- **ЧТО СДЕЛАТЬ**
(A) Объясните по тексту о научной и вненаучной действительности, почему «ученик» Адриана Сикста напрасно испугался формул своего учителя. Ответ дайте в одном–трех предложениях.
(B) Перечислите все свойства, которыми, согласно тексту о научной и вненаучной действительности, вненаучная действительность отличается от научной.
(C) Продолжите текст о научной и вненаучной действительности, начав сразу после его последнего предложения.

───── ИСХОДНЫЙ ТЕКСТ

Это жизненное, не логическое, но сверхлогическое единство наук в самом наукотворце и в материнском лоне жизни преодолевает их взаимную непроницаемость и раздробленность.
Действительность вненаучная и, в известном смысле, сверхнаучная отличается от научной, "категориально" оформленной действительности не только своей аморфностью, но и полнотой и глубиной, непосредственностью или "наивностью" переживания. Какая же действительность действительнее: научная или вненаучная? Наукою ли в "чистой логике" установляется бытие, реальность, действительность, или же это лишь логические тени, предполагающие необходимо наличность отбрасывающих их предметов? Есть ли реальность "дифференциал" (по изобретению Когена), т. е. логически-математическое понятие, или же реальность "дана", хотя и в сыром виде? Или, говоря конкретнее, что более действительно: мое впечатление музыки и красок или же соответственные математические формулы звуковых и световых волн? Жизненно действительно только непосредственное переживание, прав лишь наивный реализм. Жизнь всегда наивна, как наивна всякая целостность и непосредственность. Научная же, условная, рефлектированная действительность всегда имеет значение лишь в известном смысле, в известном отношении. Если бы науке даже удалось всю вселенную понять как механизм, идущий с правильностью часов, если бы для науки с ее условными ориентировочными построениями такая конструкция и оказалась бы наиболее удобной, жизнь в царственной непосредственности своей была бы этим столь же мало угрожаема, как пейзаж не становится менее красочным и прекрасным оттого, что подвергается во всевозможных направлениях топографическим съемкам и изображается на разных планах. И "ученик" Адриана Сикста (в романе Бурже "Le Disciple") напрасно так испугался формул своего учителя, что потерял веру в жизнь и подлинность научной действительности поставил выше жизненной: он мог бы спокойно остановиться на мысли, что если его учитель и прав, то некоторой низшей, условной, ограниченной правотой, и отнюдь не в состоянии зачерпнуть море ситом.

──────────
───── ИСХОДНЫЕ СТРОКИ

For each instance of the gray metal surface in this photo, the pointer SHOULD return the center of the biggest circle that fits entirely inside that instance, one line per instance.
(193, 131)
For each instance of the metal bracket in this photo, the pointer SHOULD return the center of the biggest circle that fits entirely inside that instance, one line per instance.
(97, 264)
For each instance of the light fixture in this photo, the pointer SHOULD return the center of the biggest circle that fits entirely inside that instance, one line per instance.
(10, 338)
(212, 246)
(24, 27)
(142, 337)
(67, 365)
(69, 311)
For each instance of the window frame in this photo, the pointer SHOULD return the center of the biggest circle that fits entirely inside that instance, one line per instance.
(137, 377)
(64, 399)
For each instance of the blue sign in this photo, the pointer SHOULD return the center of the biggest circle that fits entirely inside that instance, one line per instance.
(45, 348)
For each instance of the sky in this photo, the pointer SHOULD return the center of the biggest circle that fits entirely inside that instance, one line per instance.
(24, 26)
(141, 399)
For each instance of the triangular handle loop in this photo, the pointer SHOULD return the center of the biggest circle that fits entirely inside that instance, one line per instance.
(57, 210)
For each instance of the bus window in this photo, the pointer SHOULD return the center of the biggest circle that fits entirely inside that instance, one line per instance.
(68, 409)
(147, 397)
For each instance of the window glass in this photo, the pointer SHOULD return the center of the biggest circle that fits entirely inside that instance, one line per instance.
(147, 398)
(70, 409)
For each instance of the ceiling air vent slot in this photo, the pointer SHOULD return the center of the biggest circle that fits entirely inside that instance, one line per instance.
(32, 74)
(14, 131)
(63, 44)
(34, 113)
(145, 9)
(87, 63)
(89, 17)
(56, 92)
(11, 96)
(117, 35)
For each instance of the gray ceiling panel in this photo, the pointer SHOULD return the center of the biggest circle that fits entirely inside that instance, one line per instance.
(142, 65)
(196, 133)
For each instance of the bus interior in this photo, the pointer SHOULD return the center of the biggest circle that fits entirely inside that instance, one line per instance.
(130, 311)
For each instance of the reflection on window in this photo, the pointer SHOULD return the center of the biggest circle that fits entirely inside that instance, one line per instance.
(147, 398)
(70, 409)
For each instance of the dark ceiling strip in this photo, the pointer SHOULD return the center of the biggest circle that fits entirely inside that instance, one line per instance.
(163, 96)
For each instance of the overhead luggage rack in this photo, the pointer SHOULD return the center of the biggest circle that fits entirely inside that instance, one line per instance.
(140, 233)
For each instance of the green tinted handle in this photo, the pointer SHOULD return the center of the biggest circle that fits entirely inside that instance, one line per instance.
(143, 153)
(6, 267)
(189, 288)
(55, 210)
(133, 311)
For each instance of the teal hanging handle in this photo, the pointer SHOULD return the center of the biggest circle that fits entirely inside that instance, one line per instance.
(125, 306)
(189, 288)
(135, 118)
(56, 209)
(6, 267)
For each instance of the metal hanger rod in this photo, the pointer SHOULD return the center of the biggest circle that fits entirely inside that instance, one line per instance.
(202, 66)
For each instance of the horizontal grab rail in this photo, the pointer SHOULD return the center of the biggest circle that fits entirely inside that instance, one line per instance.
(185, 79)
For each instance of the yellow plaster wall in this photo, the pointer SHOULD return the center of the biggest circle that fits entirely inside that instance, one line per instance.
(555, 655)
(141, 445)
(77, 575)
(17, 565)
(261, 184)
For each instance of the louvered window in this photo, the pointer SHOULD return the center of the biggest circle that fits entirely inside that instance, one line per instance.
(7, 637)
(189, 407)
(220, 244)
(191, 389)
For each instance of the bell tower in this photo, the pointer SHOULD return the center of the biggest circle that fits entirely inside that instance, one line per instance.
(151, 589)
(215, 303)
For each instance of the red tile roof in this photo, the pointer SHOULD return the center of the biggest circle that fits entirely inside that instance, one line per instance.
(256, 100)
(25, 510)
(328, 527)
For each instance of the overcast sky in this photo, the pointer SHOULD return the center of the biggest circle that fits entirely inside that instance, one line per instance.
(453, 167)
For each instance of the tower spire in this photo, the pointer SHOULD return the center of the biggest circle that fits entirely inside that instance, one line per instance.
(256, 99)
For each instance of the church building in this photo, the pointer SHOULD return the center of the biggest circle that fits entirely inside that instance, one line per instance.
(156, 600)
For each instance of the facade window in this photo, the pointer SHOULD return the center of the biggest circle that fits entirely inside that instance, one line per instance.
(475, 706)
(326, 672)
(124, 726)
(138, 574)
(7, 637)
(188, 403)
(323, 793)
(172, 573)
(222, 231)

──────────

- **ОТВЕТЫ К ЗАДАНИЯМ**
(A) Он мог бы спокойно решить, что учитель, даже если он прав, прав лишь некоторой низшей, условной, ограниченной правотой. Такая правота не в состоянии «зачерпнуть море ситом», поэтому ставить научную действительность выше жизненной и терять веру в жизнь было незачем.

(B) Аморфность, полнота, глубина, непосредственность или «наивность» переживания.

(C)
Признание относительности научных положений и их обусловленности, их антропоморфности, есть один из самых замечательных фактов современного научно-философского сознания. Это не та относительность всякого знания, которая проповедовалась позитивизмом О. Конта, ибо именно позитивизм имел наивную догматическую веру в науку, последняя и была для него вслух отрицаемым абсолютом:
Sie tranken heimlich den Wein Und predigten öffentlich Wasser[129].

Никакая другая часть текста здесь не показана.